[start]

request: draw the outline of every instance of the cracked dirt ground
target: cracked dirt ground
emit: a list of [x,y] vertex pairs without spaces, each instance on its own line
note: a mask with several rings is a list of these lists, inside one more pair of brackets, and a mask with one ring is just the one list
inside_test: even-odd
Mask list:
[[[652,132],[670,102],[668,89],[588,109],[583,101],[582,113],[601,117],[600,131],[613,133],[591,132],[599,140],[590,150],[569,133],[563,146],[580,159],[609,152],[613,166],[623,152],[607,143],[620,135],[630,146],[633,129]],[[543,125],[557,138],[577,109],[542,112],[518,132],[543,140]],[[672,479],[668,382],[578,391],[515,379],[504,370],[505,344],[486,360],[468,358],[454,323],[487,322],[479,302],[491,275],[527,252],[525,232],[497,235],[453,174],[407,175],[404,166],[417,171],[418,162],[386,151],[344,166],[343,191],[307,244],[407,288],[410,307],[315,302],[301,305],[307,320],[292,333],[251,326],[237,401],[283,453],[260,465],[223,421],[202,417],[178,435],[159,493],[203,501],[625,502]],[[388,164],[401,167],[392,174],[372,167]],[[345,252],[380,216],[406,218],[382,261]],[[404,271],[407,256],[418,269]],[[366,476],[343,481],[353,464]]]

[end]

Challenge
Please return all the records above line for line, unchanged.

Solution to the problem
request: draw the outline of every instance of the cracked dirt ground
target: cracked dirt ground
emit: a list of [x,y] vertex pairs without spaces, each instance on its own line
note: a mask with several rings is a list of these lists, inside one more pair of brackets, and a mask with one ring is just the one list
inside_test: even-odd
Mask list:
[[[652,132],[670,102],[668,89],[588,109],[583,101],[582,113],[601,117],[600,131],[613,133],[591,132],[599,140],[590,150],[569,133],[563,146],[580,159],[609,152],[613,166],[623,152],[607,143],[620,135],[630,146],[633,129]],[[543,125],[557,138],[577,109],[542,112],[518,132],[543,140]],[[672,479],[668,382],[578,391],[515,379],[504,370],[505,344],[486,360],[468,358],[454,323],[487,322],[479,302],[491,275],[527,252],[525,232],[497,235],[453,174],[407,175],[404,166],[417,171],[418,162],[386,151],[344,166],[343,191],[307,244],[407,288],[410,307],[315,302],[301,305],[307,320],[292,333],[251,326],[237,401],[283,453],[260,465],[223,421],[202,417],[178,435],[159,493],[203,501],[625,502]],[[388,164],[401,167],[392,174],[372,167]],[[345,252],[380,216],[406,218],[382,261]],[[404,271],[407,256],[418,269]],[[366,476],[343,481],[353,464]]]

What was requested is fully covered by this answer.